* **Required task A**: In the passage on Alberta's oilpatch cleanup costs, what is the average time needed to reclaim all decommissioned wells?

The province’s system of collecting money to cover well cleanup costs is “only designed to work when things are booming,” and overestimates the value of companies’ assets, said Lucija Muehlenbachs, an economist at the University of Calgary who studies oilpatch liabilities. In most cases, the province doesn’t collect any upfront security on wells, allowing companies to put off cleanup until they have no money left to pay for it.

“It’s so obviously not a sustainable well-liability regime,” Muehlenbachs said.

The average time needed to reclaim all decommissioned wells is 198 years, the presentation said. Even the “best” company out of the 15 that have the largest backlogs of decommissioned wells would need 51 years. The “worst” company would need 2,830.

“We’re almost getting into geological times,” said Thomas Schneider, an accounting professor at Ryerson University who has tracked liability management issues in the oilpatch for years.

“Alberta was a have-not province (a) long time ago. It could very well be again in the not-too-far distant future and could have a lot of contaminated areas as a legacy of its oil and gas history.”

Half of the estimated $260 billion cost to clean up Alberta’s oilpatch comes from mining, which involves reclaiming waste reservoirs in the oilsands called tailings ponds like this one near Fort McMurray. Another $100 billion is needed to reclaim conventional oil and gas wells and $30 billion for provincially regulated pipelines. Photo by Codie McLachlan/StarMetro Edmonton

What's the cost?

The estimates come at a tricky time for new Alberta Premier Jason Kenney, who was elected on promises to advocate for the province’s energy sector and go after environmental charities who have questioned the industry’s ethics and environmental impact.

* **Required task B**: Copy the stretch of the records from the line containing "# point at: overturned" through the line containing "(1134, 459)", both lines included, leaving out the pictures.

* **Records from a data source**:

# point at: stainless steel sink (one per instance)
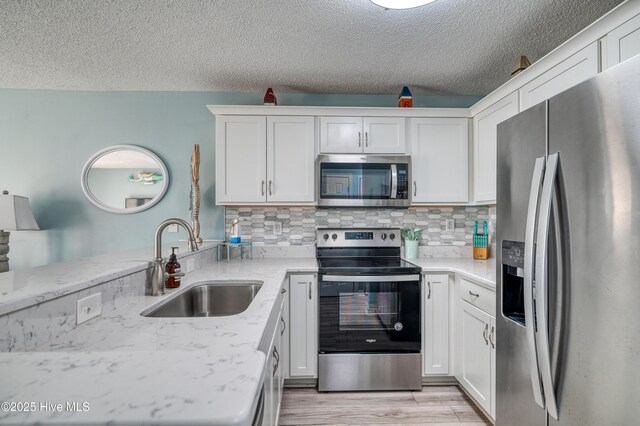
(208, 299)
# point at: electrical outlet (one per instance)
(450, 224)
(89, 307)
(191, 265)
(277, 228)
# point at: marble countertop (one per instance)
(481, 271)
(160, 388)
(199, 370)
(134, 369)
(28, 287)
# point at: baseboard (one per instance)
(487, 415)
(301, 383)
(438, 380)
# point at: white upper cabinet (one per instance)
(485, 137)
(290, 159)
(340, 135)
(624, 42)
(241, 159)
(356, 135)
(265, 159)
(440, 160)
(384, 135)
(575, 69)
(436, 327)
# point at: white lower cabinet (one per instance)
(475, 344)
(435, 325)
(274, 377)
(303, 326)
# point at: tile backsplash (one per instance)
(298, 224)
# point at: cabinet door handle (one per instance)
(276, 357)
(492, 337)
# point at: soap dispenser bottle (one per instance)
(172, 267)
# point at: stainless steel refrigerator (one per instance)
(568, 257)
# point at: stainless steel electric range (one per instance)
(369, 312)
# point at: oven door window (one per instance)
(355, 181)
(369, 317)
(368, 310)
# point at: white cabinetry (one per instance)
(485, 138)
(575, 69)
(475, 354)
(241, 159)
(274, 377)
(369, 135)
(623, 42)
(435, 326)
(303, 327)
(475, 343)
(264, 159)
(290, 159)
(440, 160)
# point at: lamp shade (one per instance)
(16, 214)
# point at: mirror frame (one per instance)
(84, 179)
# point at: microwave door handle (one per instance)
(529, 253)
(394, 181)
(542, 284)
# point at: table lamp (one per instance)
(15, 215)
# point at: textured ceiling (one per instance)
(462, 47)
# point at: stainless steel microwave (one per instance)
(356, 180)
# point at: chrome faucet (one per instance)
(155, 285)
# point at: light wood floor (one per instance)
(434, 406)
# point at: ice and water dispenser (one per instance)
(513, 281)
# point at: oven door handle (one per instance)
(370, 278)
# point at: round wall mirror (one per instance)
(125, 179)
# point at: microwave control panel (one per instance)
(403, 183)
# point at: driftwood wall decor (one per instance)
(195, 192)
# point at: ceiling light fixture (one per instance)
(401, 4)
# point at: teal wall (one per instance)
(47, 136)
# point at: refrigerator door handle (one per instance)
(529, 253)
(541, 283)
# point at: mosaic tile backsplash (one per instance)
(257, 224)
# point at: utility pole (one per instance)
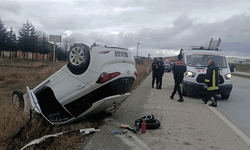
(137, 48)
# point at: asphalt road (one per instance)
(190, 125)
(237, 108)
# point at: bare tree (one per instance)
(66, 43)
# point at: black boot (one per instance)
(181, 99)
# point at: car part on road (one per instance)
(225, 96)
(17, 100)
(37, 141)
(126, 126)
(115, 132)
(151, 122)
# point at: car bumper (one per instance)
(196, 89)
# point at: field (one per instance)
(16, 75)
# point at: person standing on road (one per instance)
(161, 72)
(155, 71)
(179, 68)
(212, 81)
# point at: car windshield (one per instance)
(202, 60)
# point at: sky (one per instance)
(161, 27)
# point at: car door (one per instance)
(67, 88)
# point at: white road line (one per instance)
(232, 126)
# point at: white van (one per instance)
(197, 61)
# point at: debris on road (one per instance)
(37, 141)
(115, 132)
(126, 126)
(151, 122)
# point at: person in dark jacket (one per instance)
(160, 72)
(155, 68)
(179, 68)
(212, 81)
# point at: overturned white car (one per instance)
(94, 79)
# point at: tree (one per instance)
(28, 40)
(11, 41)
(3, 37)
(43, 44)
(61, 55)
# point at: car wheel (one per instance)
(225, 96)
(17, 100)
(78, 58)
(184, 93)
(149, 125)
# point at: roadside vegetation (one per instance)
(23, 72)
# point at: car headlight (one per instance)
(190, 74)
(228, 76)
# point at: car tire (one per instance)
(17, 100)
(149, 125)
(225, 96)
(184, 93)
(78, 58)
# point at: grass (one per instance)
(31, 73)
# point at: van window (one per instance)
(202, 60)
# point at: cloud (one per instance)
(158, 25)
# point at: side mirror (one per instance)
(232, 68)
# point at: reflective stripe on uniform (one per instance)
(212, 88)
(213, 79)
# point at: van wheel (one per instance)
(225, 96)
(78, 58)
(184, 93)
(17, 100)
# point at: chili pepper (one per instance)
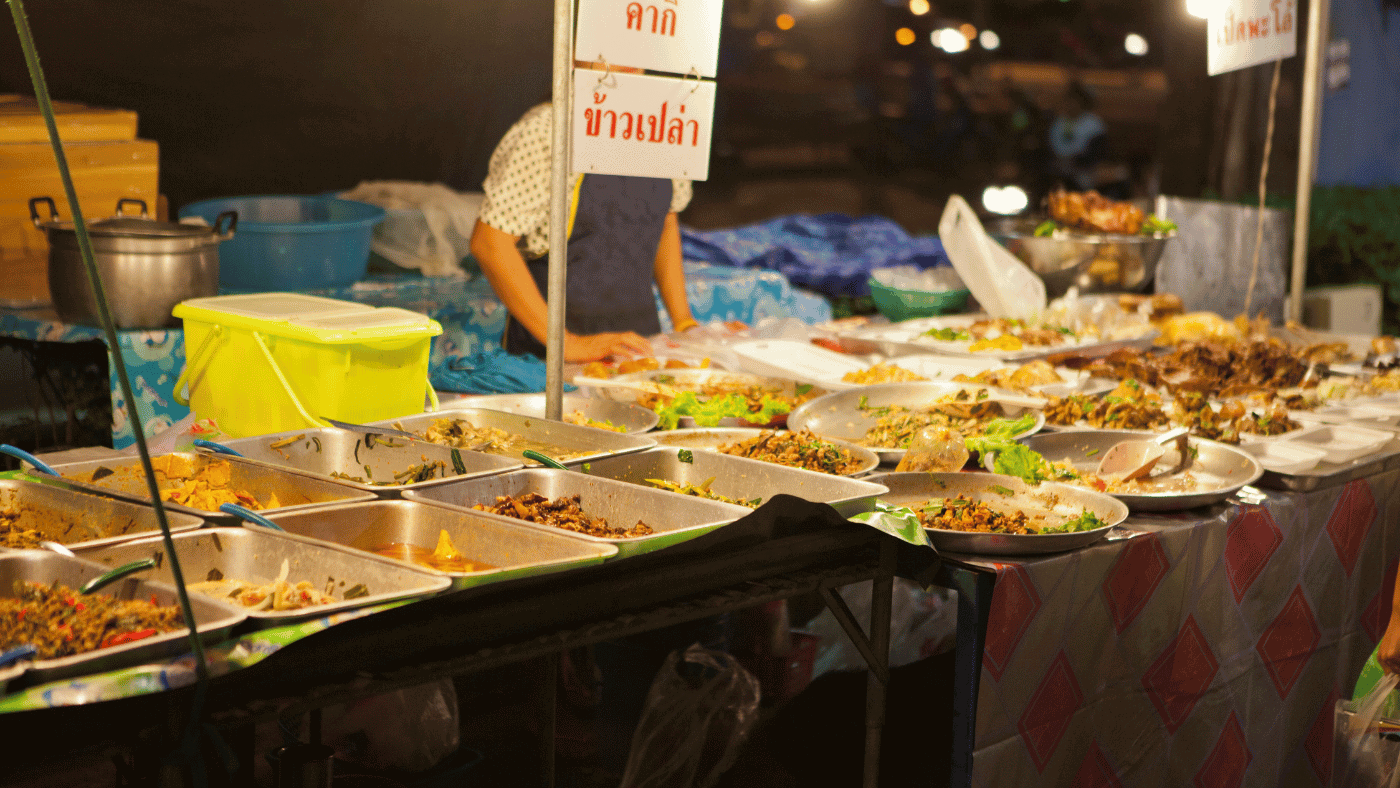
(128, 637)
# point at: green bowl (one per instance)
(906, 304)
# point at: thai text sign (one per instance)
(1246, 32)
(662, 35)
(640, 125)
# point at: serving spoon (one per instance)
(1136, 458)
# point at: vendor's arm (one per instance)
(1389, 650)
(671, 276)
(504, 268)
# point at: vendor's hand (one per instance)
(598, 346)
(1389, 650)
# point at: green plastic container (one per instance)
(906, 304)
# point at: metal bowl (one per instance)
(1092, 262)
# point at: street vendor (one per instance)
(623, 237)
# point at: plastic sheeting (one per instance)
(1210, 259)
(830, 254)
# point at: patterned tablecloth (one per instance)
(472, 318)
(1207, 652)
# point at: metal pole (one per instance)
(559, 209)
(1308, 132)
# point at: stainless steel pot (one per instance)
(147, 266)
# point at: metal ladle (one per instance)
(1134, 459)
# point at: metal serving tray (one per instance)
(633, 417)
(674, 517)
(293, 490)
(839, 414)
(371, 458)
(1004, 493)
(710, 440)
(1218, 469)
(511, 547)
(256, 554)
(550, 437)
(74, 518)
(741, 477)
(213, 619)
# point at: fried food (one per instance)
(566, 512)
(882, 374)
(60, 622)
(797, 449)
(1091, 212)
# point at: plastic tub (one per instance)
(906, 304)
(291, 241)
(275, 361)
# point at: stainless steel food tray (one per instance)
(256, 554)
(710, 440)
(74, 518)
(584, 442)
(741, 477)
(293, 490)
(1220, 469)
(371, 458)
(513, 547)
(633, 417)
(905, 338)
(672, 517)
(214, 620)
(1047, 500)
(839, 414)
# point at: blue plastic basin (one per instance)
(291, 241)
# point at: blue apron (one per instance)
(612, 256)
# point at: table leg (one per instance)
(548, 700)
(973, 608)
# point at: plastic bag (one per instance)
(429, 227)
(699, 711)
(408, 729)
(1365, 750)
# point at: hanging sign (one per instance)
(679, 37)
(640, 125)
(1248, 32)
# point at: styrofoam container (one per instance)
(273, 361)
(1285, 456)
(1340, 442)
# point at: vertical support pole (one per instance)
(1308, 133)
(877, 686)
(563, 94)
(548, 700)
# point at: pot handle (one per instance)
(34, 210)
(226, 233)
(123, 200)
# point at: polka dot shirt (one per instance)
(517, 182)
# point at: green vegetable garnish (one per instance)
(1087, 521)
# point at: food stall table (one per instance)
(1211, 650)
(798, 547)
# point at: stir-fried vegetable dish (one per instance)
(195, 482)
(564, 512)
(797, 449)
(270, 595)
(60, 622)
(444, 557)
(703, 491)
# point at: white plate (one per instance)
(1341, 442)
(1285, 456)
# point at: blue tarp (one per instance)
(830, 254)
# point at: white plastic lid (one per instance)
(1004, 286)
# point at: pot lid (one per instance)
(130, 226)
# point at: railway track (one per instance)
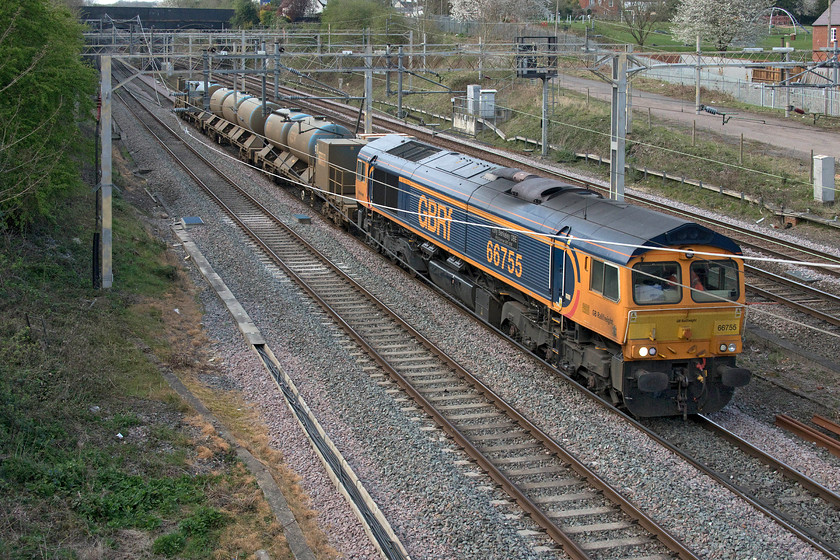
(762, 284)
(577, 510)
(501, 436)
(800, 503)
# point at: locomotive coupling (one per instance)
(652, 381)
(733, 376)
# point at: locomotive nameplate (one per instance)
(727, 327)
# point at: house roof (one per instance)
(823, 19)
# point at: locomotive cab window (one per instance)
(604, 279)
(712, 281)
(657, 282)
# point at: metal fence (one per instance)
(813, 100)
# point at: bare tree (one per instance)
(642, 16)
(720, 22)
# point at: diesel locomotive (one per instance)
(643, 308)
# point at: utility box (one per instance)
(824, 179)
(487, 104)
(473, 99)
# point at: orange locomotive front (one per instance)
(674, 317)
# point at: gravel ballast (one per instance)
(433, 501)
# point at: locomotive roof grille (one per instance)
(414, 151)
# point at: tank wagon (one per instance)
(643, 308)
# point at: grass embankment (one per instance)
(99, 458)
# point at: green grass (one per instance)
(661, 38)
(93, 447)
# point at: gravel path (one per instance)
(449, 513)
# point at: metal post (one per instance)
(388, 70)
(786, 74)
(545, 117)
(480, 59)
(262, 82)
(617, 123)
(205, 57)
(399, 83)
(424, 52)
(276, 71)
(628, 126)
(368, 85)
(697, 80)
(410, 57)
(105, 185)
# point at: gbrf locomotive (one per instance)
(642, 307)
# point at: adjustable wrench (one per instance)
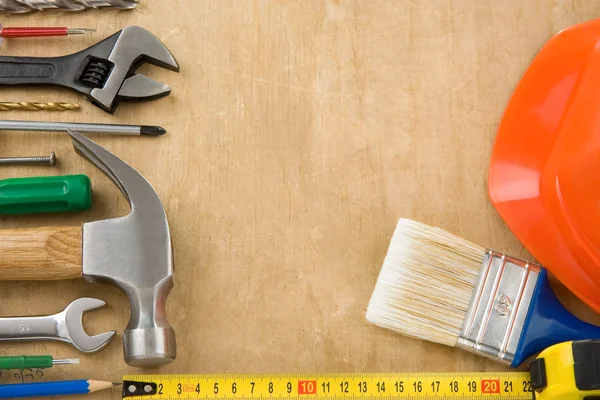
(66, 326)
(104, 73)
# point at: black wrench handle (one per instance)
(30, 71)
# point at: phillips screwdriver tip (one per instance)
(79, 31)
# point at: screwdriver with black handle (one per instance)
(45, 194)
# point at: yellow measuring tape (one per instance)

* **Solution A**: 198 years.

* **Solution B**:
# point at: overturned white car (one per instance)
(94, 79)
# point at: tree (one per instance)
(28, 40)
(11, 41)
(3, 37)
(43, 44)
(61, 55)
# point at: car wheel (one per instance)
(225, 96)
(17, 100)
(78, 58)
(184, 93)
(149, 125)
# point at: roadside vegetation (one per instance)
(23, 72)
# point at: car headlight (one per instance)
(190, 74)
(228, 76)
# point at: car tire (one per instance)
(17, 100)
(149, 125)
(225, 96)
(184, 93)
(78, 58)
# point at: grass (one per instance)
(31, 73)
# point at: van window (one per instance)
(202, 60)
# point at: cloud (one per instance)
(158, 25)
# point at: side mirror (one per instance)
(232, 68)
# point at: reflective stripe on uniform (one per instance)
(212, 88)
(213, 79)
# point at: van wheel (one per instance)
(225, 96)
(78, 58)
(184, 93)
(17, 100)
# point at: chili pepper (one per instance)
(128, 637)
# point at: green bowl (one per instance)
(906, 304)
# point at: thai text sign (one per instance)
(1246, 32)
(662, 35)
(640, 125)
# point at: serving spoon (one per instance)
(1136, 458)
# point at: vendor's arm (one per instance)
(1389, 650)
(671, 276)
(504, 268)
# point at: vendor's hand (one per instance)
(598, 346)
(1389, 650)
# point at: green plastic container (one per instance)
(906, 304)
# point at: metal bowl (one per instance)
(1092, 262)
# point at: street vendor (one per instance)
(623, 237)
# point at: plastic sheeting (one per instance)
(1210, 259)
(830, 254)
# point at: patterned tablecloth (one per instance)
(472, 318)
(1207, 652)
# point at: metal pole (one per instance)
(559, 209)
(1308, 132)
# point at: stainless steel pot (one per instance)
(147, 266)
# point at: metal ladle (one per instance)
(1134, 459)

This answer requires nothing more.